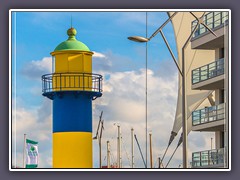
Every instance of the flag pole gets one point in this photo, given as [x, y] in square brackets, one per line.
[24, 149]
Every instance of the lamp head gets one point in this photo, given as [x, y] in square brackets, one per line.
[138, 39]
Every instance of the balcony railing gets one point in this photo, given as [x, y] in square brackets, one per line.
[71, 82]
[209, 114]
[212, 20]
[208, 158]
[208, 71]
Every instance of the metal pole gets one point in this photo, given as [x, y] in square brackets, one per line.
[211, 144]
[150, 140]
[146, 87]
[119, 148]
[184, 118]
[108, 155]
[24, 149]
[132, 134]
[100, 153]
[159, 162]
[140, 151]
[184, 124]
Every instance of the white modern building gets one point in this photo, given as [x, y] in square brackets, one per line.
[207, 82]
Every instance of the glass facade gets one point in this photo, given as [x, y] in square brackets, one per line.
[208, 71]
[208, 114]
[208, 158]
[212, 20]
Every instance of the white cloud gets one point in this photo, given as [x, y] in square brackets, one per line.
[98, 55]
[123, 102]
[36, 68]
[37, 125]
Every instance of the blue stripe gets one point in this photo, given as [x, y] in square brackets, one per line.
[72, 113]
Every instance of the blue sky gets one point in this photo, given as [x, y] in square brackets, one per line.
[120, 61]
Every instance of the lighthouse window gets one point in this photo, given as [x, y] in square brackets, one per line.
[53, 64]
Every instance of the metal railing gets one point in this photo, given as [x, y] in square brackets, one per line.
[208, 114]
[208, 71]
[212, 20]
[208, 158]
[71, 82]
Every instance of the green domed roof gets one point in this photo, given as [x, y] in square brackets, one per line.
[72, 43]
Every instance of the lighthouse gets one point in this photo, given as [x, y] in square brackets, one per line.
[72, 87]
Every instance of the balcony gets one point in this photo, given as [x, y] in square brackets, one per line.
[203, 39]
[209, 77]
[209, 118]
[57, 83]
[208, 159]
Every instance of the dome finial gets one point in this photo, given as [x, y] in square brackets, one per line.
[71, 33]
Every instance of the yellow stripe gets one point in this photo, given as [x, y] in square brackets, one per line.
[72, 150]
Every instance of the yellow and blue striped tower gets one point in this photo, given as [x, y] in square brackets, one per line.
[72, 86]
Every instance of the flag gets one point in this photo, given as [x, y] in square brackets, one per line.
[32, 154]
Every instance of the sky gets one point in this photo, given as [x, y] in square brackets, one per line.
[123, 66]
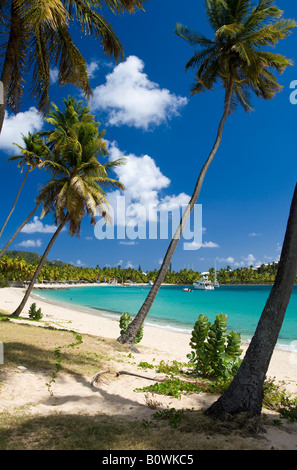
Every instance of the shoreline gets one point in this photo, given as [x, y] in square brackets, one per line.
[157, 342]
[115, 315]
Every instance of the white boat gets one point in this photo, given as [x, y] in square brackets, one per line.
[203, 285]
[216, 284]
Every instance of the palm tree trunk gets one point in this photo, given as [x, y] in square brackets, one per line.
[19, 310]
[245, 393]
[15, 202]
[129, 335]
[2, 252]
[11, 51]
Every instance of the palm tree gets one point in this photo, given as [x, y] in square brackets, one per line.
[28, 159]
[236, 59]
[245, 393]
[62, 121]
[77, 189]
[38, 36]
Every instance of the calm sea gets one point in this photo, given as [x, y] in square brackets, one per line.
[178, 310]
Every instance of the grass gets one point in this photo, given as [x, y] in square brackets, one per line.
[35, 347]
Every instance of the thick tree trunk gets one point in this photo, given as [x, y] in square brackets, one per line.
[130, 334]
[2, 253]
[10, 59]
[15, 202]
[245, 393]
[19, 310]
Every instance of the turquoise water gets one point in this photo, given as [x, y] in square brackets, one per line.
[176, 309]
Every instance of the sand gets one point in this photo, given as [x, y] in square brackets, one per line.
[116, 396]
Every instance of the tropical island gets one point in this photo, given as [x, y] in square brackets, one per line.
[74, 377]
[20, 266]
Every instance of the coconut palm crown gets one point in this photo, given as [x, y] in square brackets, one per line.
[36, 35]
[73, 149]
[237, 54]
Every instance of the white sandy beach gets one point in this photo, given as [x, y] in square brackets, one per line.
[116, 396]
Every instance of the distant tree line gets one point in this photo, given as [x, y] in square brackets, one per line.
[19, 266]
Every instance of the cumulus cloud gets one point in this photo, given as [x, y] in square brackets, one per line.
[145, 184]
[17, 124]
[131, 99]
[36, 226]
[196, 246]
[54, 75]
[92, 67]
[31, 243]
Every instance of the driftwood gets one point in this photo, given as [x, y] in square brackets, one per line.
[96, 376]
[124, 372]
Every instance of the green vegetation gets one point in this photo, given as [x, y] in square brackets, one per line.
[215, 353]
[21, 265]
[65, 352]
[34, 313]
[125, 321]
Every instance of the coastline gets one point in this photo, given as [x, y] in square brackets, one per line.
[157, 342]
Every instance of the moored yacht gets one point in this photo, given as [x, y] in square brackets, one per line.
[203, 285]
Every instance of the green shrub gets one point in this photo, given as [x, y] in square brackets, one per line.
[3, 281]
[35, 314]
[125, 321]
[215, 353]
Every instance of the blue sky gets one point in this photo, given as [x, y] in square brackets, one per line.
[144, 104]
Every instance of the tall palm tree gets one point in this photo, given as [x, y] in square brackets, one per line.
[245, 394]
[38, 36]
[74, 113]
[77, 189]
[235, 58]
[29, 160]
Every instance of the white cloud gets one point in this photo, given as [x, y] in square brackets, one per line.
[196, 246]
[129, 264]
[38, 227]
[144, 184]
[229, 260]
[131, 99]
[92, 67]
[17, 124]
[54, 75]
[209, 245]
[254, 234]
[250, 259]
[31, 243]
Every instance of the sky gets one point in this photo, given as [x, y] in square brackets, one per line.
[165, 134]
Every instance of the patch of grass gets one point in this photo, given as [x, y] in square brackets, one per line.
[79, 432]
[35, 348]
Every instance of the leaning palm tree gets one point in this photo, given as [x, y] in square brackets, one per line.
[234, 57]
[77, 189]
[38, 36]
[62, 122]
[244, 396]
[28, 159]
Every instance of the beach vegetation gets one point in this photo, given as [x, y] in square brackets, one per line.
[216, 353]
[22, 429]
[237, 58]
[34, 312]
[20, 266]
[125, 321]
[37, 38]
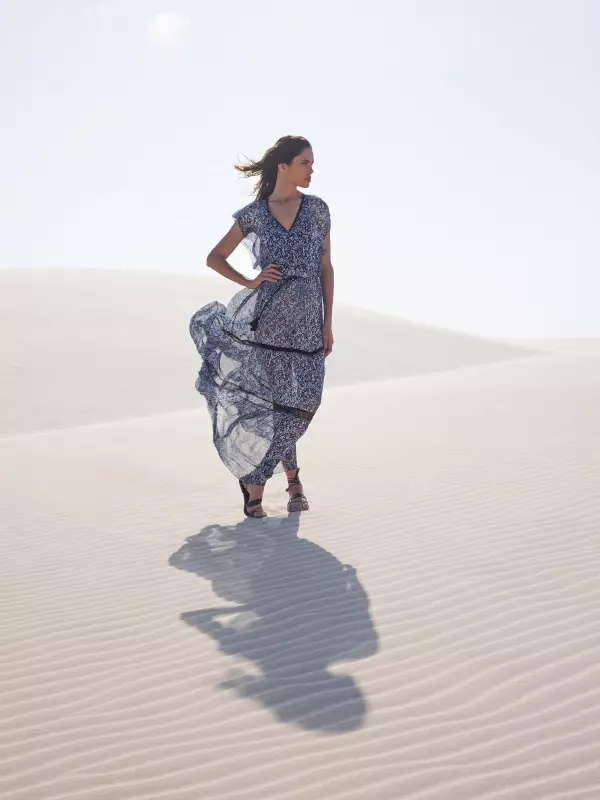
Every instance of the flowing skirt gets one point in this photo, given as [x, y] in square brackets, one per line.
[262, 373]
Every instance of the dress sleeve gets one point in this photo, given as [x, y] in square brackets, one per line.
[323, 218]
[243, 217]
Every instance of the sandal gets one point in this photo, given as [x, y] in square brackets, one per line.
[258, 513]
[297, 501]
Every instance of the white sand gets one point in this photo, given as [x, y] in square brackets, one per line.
[428, 630]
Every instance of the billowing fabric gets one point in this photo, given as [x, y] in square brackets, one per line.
[263, 364]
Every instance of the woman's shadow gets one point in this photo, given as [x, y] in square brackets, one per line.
[298, 610]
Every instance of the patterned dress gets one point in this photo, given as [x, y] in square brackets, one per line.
[263, 364]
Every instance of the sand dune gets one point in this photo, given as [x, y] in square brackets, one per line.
[428, 630]
[87, 346]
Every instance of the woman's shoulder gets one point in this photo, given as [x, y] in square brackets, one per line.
[317, 202]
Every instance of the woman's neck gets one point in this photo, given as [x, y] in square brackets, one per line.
[284, 194]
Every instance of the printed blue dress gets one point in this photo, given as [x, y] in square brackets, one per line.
[263, 361]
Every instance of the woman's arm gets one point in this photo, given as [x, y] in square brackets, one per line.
[217, 260]
[327, 283]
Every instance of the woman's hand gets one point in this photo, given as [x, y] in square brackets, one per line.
[270, 274]
[327, 338]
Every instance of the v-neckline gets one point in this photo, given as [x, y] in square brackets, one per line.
[281, 225]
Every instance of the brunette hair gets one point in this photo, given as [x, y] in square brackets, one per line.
[284, 151]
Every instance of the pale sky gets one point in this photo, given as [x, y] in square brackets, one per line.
[456, 143]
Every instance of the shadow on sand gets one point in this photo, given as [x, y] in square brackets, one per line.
[295, 611]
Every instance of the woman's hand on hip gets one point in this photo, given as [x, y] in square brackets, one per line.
[327, 338]
[270, 274]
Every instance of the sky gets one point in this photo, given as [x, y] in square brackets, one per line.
[456, 143]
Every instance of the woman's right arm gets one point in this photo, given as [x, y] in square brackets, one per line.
[217, 260]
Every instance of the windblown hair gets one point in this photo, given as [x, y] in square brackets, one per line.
[284, 151]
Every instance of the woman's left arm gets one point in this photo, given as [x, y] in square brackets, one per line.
[327, 282]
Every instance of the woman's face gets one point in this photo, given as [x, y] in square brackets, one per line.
[299, 172]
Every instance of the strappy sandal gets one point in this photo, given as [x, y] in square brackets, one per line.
[297, 501]
[258, 513]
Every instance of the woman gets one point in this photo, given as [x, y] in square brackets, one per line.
[263, 356]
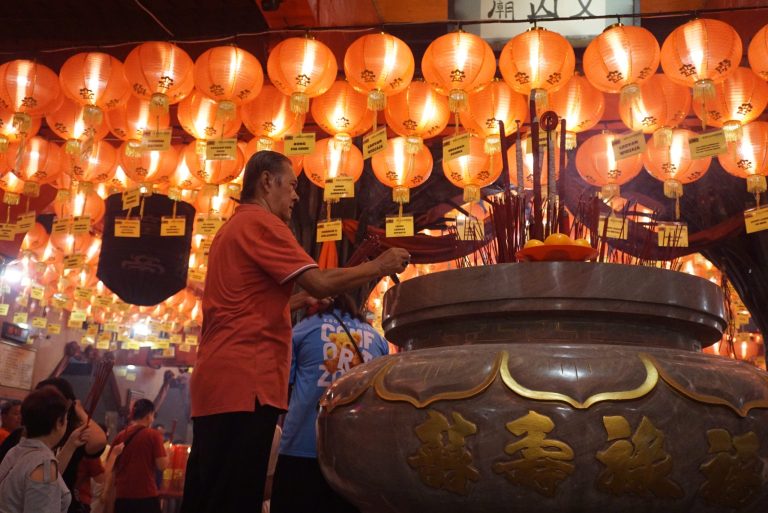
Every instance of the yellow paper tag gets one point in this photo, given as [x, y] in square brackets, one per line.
[399, 226]
[156, 140]
[77, 315]
[673, 235]
[172, 226]
[299, 144]
[708, 145]
[60, 227]
[37, 292]
[628, 145]
[339, 187]
[374, 142]
[131, 199]
[83, 293]
[470, 228]
[7, 231]
[73, 261]
[756, 219]
[103, 301]
[221, 149]
[455, 146]
[617, 228]
[329, 230]
[25, 222]
[197, 275]
[32, 189]
[208, 226]
[81, 224]
[127, 228]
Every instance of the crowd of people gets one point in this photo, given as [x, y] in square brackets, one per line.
[56, 460]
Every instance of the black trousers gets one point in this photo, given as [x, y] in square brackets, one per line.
[148, 505]
[299, 487]
[227, 464]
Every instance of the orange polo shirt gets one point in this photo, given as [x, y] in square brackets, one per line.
[245, 347]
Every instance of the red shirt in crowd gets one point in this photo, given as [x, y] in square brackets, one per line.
[244, 355]
[87, 469]
[135, 468]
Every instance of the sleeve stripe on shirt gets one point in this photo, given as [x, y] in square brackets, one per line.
[297, 272]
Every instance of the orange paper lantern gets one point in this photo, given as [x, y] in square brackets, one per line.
[228, 75]
[673, 164]
[497, 102]
[212, 171]
[378, 65]
[28, 88]
[96, 81]
[597, 164]
[395, 167]
[302, 68]
[40, 162]
[581, 105]
[660, 107]
[149, 167]
[536, 62]
[700, 54]
[161, 72]
[199, 117]
[473, 171]
[269, 117]
[620, 59]
[738, 100]
[329, 160]
[417, 113]
[527, 168]
[129, 121]
[11, 133]
[458, 64]
[98, 166]
[748, 157]
[297, 161]
[71, 123]
[85, 202]
[342, 112]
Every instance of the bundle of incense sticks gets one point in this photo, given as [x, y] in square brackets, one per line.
[100, 377]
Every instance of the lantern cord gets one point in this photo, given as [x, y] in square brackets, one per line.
[152, 15]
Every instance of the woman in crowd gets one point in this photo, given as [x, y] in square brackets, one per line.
[30, 481]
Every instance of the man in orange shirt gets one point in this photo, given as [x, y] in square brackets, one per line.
[240, 382]
[10, 418]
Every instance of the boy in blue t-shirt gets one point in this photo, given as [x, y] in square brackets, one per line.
[322, 353]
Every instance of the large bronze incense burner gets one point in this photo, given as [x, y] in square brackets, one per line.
[550, 387]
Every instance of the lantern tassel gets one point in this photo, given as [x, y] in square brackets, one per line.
[299, 103]
[540, 99]
[377, 100]
[732, 131]
[458, 100]
[704, 91]
[662, 138]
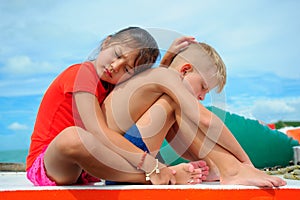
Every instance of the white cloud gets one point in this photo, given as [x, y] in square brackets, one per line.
[16, 126]
[24, 66]
[267, 109]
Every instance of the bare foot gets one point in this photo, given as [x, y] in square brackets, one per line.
[247, 175]
[186, 173]
[213, 174]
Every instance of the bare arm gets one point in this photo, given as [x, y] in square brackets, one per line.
[178, 45]
[157, 81]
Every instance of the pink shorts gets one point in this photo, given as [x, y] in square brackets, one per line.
[37, 174]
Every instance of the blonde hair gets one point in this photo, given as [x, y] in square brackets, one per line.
[221, 67]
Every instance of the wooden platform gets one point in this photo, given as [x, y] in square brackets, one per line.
[14, 185]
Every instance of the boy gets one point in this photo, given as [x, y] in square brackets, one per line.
[197, 133]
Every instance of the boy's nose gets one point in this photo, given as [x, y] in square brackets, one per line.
[117, 64]
[201, 97]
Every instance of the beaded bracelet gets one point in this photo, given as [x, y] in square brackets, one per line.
[156, 170]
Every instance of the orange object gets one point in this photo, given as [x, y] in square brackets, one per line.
[272, 126]
[294, 133]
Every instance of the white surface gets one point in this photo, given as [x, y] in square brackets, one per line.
[11, 181]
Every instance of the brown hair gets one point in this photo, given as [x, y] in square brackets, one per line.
[140, 39]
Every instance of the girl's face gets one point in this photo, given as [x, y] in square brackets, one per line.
[116, 63]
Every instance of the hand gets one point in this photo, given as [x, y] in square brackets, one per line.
[165, 177]
[178, 45]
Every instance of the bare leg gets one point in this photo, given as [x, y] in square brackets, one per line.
[232, 171]
[75, 149]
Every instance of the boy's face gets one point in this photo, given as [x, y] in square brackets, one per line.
[199, 83]
[116, 63]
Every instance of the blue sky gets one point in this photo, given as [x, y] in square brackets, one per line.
[258, 40]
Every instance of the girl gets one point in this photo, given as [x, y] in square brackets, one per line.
[70, 115]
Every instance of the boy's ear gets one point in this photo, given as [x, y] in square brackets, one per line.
[185, 68]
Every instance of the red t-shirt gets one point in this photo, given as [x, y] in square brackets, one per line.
[58, 111]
☆ ☆ ☆ ☆ ☆
#### GIVEN INSTRUCTION
What are the lines from the one with "Every instance of the girl's" through the last line of the records above? Quote them exactly and add nothing.

#### RESPONSE
Every instance of the girl's face gets one point in this photo, given as [x, y] in square brackets, one per line.
[116, 63]
Every instance of the hand gets one point in this photo, given as [x, y] in square brackets, one per line.
[165, 177]
[178, 45]
Every instance of the bare leg gets one point in this photo, given as [x, y] in square brackets, one per line.
[232, 171]
[75, 149]
Every instance of the boy's face gets one point in this photo, given as [x, y] in square brackets, one per line.
[199, 83]
[116, 63]
Every instance of the blue sky gets one point in this photo, given as [x, y] in square brackets, one per line.
[258, 40]
Every instance of the girl gets one point in this photo, given as [x, y] in square brackets, one per line.
[70, 115]
Every instance of the boy's ear gets one point in this photo, given as [x, y] in square brackets, one per line.
[185, 68]
Every instance of the red t-shirt gets one point in this photo, given as [x, y] in square brackets, one per line.
[58, 111]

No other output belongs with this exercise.